======== 所给条目 ========
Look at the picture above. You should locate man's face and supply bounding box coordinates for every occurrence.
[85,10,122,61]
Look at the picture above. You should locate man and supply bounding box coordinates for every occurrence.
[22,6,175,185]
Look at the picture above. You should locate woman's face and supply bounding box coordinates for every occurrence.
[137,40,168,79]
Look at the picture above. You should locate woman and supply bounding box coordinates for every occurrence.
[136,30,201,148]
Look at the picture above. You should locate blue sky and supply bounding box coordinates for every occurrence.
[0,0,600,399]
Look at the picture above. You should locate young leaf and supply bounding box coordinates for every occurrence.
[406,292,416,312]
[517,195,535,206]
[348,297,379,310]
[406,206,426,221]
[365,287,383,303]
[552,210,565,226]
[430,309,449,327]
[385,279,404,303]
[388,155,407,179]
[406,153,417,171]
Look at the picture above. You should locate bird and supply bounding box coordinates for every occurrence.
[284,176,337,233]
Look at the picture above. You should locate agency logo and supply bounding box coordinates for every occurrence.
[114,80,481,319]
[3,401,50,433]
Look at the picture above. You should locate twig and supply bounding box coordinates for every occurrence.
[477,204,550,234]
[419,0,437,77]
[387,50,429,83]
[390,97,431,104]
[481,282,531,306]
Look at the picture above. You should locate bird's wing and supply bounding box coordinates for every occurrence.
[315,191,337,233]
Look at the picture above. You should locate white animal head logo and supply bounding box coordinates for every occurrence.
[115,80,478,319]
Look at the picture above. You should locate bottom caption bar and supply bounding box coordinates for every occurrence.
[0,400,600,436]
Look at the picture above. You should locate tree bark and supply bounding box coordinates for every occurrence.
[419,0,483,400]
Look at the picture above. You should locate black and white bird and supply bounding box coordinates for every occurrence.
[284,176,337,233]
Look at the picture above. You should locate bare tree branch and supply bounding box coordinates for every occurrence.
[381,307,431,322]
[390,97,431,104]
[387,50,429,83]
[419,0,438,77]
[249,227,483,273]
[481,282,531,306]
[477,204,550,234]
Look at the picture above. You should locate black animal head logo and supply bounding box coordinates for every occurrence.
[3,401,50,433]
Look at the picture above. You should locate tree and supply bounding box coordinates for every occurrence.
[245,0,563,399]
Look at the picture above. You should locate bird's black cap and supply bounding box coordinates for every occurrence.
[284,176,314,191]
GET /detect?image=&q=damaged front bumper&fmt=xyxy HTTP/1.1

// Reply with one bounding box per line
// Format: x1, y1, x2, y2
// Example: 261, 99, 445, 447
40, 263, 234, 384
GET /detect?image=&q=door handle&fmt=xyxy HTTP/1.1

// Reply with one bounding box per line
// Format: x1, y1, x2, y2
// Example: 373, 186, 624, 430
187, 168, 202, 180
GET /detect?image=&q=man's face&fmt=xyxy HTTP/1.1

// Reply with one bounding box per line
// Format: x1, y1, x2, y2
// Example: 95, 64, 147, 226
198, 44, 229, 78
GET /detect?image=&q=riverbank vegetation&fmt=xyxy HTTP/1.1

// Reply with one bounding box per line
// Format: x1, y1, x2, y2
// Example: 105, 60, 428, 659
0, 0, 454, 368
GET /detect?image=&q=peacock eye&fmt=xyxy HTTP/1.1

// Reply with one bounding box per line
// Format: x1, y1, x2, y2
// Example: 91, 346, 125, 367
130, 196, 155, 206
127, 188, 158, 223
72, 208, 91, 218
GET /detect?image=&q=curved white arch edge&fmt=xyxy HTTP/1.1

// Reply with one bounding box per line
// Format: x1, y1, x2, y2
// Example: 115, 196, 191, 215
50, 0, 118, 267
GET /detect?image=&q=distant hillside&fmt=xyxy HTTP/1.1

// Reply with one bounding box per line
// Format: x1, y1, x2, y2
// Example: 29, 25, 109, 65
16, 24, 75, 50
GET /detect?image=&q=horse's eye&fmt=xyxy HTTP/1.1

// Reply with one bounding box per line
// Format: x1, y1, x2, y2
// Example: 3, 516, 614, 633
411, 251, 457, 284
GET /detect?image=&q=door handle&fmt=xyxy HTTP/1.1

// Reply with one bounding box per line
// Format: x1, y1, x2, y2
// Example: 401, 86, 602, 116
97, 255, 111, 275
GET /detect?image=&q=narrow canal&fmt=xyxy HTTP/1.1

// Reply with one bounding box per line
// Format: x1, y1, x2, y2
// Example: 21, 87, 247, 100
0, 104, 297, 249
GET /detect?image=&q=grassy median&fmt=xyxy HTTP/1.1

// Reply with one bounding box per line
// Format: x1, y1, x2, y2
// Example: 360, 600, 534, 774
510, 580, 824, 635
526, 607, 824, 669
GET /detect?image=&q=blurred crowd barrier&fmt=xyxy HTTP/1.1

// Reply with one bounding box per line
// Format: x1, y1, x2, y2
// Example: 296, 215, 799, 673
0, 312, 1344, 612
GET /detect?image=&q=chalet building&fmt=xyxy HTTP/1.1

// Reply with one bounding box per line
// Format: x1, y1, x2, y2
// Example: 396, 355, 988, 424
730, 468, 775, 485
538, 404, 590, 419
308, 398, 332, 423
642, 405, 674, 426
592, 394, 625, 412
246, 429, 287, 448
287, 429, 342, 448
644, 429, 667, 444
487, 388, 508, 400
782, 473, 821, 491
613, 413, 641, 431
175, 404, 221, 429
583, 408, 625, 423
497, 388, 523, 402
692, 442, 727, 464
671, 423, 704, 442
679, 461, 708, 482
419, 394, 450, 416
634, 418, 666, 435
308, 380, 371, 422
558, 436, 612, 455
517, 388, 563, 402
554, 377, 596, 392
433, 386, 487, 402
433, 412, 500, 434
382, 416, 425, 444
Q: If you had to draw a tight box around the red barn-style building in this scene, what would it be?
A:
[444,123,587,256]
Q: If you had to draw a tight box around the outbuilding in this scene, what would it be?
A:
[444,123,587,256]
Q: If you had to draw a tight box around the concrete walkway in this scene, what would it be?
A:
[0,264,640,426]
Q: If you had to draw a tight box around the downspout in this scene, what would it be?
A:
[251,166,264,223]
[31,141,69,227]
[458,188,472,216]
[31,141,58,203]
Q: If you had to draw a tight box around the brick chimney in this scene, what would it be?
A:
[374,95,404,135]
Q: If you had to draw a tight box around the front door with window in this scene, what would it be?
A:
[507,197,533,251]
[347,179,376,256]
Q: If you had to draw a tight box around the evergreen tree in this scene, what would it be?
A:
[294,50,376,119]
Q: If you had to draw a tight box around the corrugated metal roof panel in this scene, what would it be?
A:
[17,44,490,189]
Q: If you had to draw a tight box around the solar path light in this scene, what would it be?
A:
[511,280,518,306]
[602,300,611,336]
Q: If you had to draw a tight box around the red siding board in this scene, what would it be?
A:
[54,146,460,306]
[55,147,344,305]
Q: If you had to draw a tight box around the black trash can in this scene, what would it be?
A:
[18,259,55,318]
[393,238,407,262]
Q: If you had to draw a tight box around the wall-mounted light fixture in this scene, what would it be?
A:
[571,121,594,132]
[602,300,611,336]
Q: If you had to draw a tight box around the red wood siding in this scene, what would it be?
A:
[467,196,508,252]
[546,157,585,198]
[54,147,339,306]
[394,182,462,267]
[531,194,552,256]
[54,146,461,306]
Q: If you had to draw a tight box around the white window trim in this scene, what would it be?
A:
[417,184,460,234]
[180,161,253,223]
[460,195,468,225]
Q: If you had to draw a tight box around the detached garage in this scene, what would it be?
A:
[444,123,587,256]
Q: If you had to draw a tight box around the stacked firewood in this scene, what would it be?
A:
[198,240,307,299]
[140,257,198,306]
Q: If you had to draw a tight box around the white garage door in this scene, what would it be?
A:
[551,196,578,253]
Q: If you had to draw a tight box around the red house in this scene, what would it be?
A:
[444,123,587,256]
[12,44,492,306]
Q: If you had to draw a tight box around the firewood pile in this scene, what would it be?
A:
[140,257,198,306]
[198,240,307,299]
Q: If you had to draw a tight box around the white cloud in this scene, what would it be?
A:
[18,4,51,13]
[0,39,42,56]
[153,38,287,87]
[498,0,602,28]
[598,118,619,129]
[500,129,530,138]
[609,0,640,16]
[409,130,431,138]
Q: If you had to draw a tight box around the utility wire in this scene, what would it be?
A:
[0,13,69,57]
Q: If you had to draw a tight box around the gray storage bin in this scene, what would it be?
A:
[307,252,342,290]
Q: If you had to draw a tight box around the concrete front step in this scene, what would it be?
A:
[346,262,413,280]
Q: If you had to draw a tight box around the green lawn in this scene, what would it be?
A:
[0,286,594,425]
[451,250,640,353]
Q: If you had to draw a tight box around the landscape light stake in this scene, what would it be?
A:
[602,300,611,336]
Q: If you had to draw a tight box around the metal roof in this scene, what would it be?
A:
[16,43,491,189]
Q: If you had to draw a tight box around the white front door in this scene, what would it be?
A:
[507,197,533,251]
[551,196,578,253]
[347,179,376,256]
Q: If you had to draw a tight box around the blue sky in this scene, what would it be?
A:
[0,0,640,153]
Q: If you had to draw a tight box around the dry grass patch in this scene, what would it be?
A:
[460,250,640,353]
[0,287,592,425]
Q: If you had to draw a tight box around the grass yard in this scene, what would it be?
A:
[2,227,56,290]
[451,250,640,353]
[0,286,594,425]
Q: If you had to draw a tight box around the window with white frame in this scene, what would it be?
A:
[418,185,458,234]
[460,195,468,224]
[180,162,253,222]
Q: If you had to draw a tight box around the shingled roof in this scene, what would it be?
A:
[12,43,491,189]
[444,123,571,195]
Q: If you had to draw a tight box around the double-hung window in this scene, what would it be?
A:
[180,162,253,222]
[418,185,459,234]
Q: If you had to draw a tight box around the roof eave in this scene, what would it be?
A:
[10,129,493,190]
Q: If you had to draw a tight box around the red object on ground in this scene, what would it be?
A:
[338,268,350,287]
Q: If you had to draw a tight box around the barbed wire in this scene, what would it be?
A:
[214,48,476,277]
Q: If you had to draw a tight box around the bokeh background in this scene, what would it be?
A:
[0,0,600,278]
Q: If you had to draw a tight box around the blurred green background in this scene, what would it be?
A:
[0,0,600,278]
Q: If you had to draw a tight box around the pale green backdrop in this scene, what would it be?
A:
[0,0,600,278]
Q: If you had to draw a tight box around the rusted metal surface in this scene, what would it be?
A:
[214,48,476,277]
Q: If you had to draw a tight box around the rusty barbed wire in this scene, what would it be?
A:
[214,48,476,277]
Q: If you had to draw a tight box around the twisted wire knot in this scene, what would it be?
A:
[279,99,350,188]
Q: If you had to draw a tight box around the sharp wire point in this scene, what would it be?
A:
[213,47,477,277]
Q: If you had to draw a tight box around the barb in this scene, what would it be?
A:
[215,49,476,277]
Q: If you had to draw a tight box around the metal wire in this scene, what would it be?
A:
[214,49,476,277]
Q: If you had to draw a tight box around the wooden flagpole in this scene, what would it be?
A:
========
- 待解问题 -
从含有“flagpole in this scene, what would it be?”的那一行起，一直到条目末尾，将这几行修改后重新写出：把“wooden”换成“steel”，其余内容保持不变。

- 已完成练习 -
Q: If you had to draw a tight box around the steel flagpole in this scene, what would it be?
A:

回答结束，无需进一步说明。